(Beginning of Excerpt)

For each cohort, we included the index procedure for patients undergoing a revascularization procedure between 1/2010 and 12/2019 (Figure 1). We excluded patients presenting with acute limb ischemia and patients with nonhealing amputation. We also excluded subjects with missing data for items included in the frailty indices, unknown procedural lower-extremity side, or missing data for study outcomes. The study protocol was approved by the Institutional Review Board at Yale University School of Medicine.

Figure 1.

Study design establishing the PVI cohort and the lower-extremity bypass surgery cohort.

Frailty definitions

Frailty was assessed by the mFI-5 and the VQI-derived RAI. The mFI is derived from patients undergoing myriad of surgical interventions included in the National Surgical Quality Improvement Program (NSQIP) database using 16 variables cross-walked to the Canadian Study of Health and Aging Frailty Index.¹⁵ By 2015, and as part of a quality improvement project, only five variables out of the previous 16 were present in the NSQIP and, using the available variables, the mFI-5 was derived.¹⁴ These five variables included hypertension, diabetes, congestive heart failure, chronic obstructive pulmonary disease, and functional status deficit. Frail patients were identified using a score of ⩾ 2.^14,18

The original RAI is a validated frailty tool derived from the veteran population and includes: age, sex, cancer, unintentional weight loss, poor appetite, renal failure, congestive heart failure, shortness of breath, residence other than independent living, cognitive deterioration, and activities of daily living.^11,13 This tool was further adapted to the VQI dataset in the form of the VQI-derived RAI with the nutritional domain (unintentional weight loss and poor appetite) represented by extremes of body mass index (BMI) (underweight: < 20 kg/m²; morbidly obese: > 35 kg/m²) (online Supplemental Table 1).^19,20 Furthermore, shortness of breath was replaced with chronic obstructive pulmonary disease. Since the VQI dataset did not have variables for cancer, and cognitive status, these variables were not included in the VQI-derived RAI.^19,20 Consequently, this tool included the following variables: age, sex, BMI, renal failure, congestive heart failure, chronic obstructive pulmonary disease, living status, and functional status. For the PVI cohort, we used the functional status and ambulatory status to cross-walk patient dependency in terms of the activities of daily living (online Supplemental Table 2). Three of the authors (MA, KS, CM) independently assessed these two variables to create three levels of dependency: totally dependent, partially dependent, and independent. For the bypass cohort, the functional status was not available and only the ambulatory status was used to define patients’ dependency in activities of daily living. Frailty was defined as a VQI-derived RAI of ⩾ 35 points.^13,19,20

Study outcomes

Our primary outcomes were perioperative mortality and unplanned major amputation. Mortality was defined as the last known mortality status before hospital discharge. Unplanned major amputation was defined as unplanned amputation performed after a revascularization procedure and before hospital discharge at a level above the metatarsals.

(End of Excerpt)
(Beginning of Available data)

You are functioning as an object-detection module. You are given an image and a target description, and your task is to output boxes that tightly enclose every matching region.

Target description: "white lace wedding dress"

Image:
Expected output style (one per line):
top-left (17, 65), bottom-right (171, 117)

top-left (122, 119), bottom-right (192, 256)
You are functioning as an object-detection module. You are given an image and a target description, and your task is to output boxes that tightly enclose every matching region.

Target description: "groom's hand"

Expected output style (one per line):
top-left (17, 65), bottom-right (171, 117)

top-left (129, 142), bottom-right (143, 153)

(End of Available data)
(Beginning of Available data)

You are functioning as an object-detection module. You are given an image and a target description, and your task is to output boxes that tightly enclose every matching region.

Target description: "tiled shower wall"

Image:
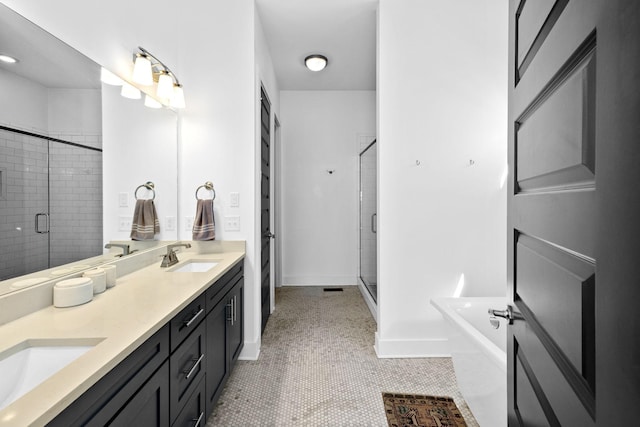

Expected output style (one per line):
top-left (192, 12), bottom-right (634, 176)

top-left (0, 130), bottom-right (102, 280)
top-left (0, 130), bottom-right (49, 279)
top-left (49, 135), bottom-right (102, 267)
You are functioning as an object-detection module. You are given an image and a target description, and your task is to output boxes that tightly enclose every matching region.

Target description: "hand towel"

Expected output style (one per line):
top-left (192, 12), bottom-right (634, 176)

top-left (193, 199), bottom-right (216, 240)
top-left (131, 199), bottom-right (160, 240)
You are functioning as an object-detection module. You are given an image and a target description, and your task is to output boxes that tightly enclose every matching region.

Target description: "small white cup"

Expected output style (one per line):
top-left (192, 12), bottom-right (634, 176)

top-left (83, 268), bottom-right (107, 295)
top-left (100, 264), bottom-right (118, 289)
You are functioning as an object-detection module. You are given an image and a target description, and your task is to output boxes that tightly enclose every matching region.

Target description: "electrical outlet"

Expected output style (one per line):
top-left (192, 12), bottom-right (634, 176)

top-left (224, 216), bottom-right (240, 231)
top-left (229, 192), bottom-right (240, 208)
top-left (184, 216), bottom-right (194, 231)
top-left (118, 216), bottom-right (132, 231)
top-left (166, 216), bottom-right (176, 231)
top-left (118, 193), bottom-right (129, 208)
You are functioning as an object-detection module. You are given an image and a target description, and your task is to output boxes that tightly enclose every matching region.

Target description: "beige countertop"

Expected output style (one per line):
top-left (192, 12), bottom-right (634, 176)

(End of Available data)
(Beginning of Available data)

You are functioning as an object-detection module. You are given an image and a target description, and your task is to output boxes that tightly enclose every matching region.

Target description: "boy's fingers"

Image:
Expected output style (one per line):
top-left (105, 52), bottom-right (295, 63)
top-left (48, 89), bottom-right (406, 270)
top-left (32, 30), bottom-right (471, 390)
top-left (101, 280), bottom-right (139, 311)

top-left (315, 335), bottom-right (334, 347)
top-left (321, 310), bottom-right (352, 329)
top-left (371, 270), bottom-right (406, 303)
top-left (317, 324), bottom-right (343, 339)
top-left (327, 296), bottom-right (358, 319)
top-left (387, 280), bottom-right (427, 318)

(End of Available data)

_Tasks to complete_
#1 Please list the five variables that make up the mFI-5, as given in the frailty excerpt.
#2 In the frailty excerpt, what VQI-derived RAI score defined a patient as frail?
#3 Resume the frailty excerpt after its last sentence.

_Numbered answers_
#1 Hypertension, diabetes, congestive heart failure, chronic obstructive pulmonary disease, and functional status deficit.

#2 A VQI-derived RAI of ⩾ 35 points.

#3
Statistical analyses

We used the mFI-5 and VQI-derived RAI to identify frail patients, as described above. To assess the interrater agreement between frailty status derived by mFI-5 and VQI-derived RAI, we calculated Cohen’s kappa statistic in each of the two cohorts (PVI and bypass). In general, kappa values of 0.01–0.20 denote slight agreement; 0.21–0.40 fair agreement; 0.41–0.60 moderate agreement; 0.61–0.80 substantial agreement; and 0.81–0.99 almost perfect agreement.²¹ We used descriptive statistics to illustrate patients’ baseline characteristics by frailty status for the PVI and bypass cohorts. Continuous variables were reported as means and SDs. Differences were compared with Student’s t-tests for normally distributed variables, and Wilcoxon rank sum test for non-normally distributed variables. Categorical variables were presented as frequencies and proportions, and differences were assessed using chi-squared or Fischer’s exact tests.

To evaluate the predictive value of the frailty variable in detecting clinical outcomes, we fitted and compared three logistic regression models. For each cohort (PVI cohort, bypass cohort) and for each frailty index (mFI-5, VQI-derived RAI), we fitted a simple logistic regression model which included frailty only (model 1); the second model was a multivariable logistic regression model which included PAD risk factors only (age, female sex, smoking status, coronary artery disease (CAD), chronic kidney disease (CKD), history of amputations, Rutherford classification, and procedure urgency) (model 2); and the third model was a multivariable logistic regression model which included both frailty and PAD risk factors (model 3). In order to assess the goodness-of-fit of these models, we calculated the C statistic.²¹ To compare the C statistic across the three models, receiver operator curves (ROC) were compared using the nonparametric DeLong method.²²

Rates of missingness among frailty tool variables were low (< 3% in the PVI cohort and < 2% in the bypass cohort) and as such these observations were censored. Sensitivity analyses were conducted to assess baseline differences between patients with complete and missing frailty tool variables yielding small and not clinically meaningful differences between the two groups. We used SAS software, version 9.4 (SAS Institute, Cary, NC, USA) for statistical analyses.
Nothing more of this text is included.